*WHAT THE TASK REQUIRES*:
Give again, exactly as they appear, only the lines from the one containing "Target: pine branch" through the last line of the material below.

Segment Open

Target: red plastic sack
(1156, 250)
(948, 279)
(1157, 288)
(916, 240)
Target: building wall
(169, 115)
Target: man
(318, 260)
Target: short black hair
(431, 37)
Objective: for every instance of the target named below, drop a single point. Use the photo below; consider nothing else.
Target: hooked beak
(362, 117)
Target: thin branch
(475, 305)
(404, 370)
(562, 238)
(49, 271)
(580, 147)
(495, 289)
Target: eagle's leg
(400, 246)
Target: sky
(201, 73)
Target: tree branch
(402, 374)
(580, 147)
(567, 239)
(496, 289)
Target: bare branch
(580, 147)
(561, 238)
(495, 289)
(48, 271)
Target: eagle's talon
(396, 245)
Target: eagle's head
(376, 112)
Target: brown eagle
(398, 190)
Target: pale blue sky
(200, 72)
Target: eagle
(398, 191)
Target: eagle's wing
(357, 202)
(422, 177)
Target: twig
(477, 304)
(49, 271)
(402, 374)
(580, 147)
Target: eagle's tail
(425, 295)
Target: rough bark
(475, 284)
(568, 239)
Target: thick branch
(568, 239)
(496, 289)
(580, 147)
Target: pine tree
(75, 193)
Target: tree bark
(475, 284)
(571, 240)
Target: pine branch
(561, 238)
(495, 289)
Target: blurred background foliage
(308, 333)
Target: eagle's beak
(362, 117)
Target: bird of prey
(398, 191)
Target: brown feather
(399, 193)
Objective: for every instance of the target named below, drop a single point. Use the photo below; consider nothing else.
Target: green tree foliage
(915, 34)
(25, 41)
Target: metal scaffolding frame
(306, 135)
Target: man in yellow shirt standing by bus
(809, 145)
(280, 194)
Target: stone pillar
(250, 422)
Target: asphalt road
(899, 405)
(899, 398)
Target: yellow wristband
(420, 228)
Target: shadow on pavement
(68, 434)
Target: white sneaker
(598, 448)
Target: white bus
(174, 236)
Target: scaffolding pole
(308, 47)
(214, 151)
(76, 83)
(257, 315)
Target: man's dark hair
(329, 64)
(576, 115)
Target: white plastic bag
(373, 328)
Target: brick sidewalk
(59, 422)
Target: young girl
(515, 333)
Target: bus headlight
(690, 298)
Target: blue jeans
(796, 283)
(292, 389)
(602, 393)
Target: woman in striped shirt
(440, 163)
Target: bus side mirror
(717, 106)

Segment Closed

*EXERCISE RESPONSE*:
Target: pine branch
(561, 238)
(495, 289)
Target: blurred background foliage
(308, 333)
Target: eagle's beak
(362, 117)
Target: bird of prey
(398, 191)
Target: brown feather
(399, 193)
Objective: for every instance of the target named below, drop a single point. Use the photo below; consider nothing else.
Target: green tree foliage
(915, 34)
(25, 41)
Target: metal scaffolding frame
(306, 135)
Target: man in yellow shirt standing by bus
(809, 145)
(280, 194)
Target: stone pillar
(250, 422)
Target: asphalt road
(899, 405)
(899, 398)
Target: yellow wristband
(420, 228)
Target: shadow on pavement
(68, 434)
Target: white sneaker
(598, 448)
Target: white bus
(174, 236)
Target: scaffolding pole
(308, 47)
(214, 151)
(76, 83)
(257, 315)
Target: man's dark hair
(329, 64)
(576, 115)
Target: white plastic bag
(373, 328)
Target: brick sidewalk
(59, 422)
Target: young girl
(515, 333)
Target: bus headlight
(690, 298)
Target: blue jeans
(796, 283)
(292, 389)
(602, 393)
Target: woman in striped shirt
(440, 163)
Target: bus side mirror
(717, 106)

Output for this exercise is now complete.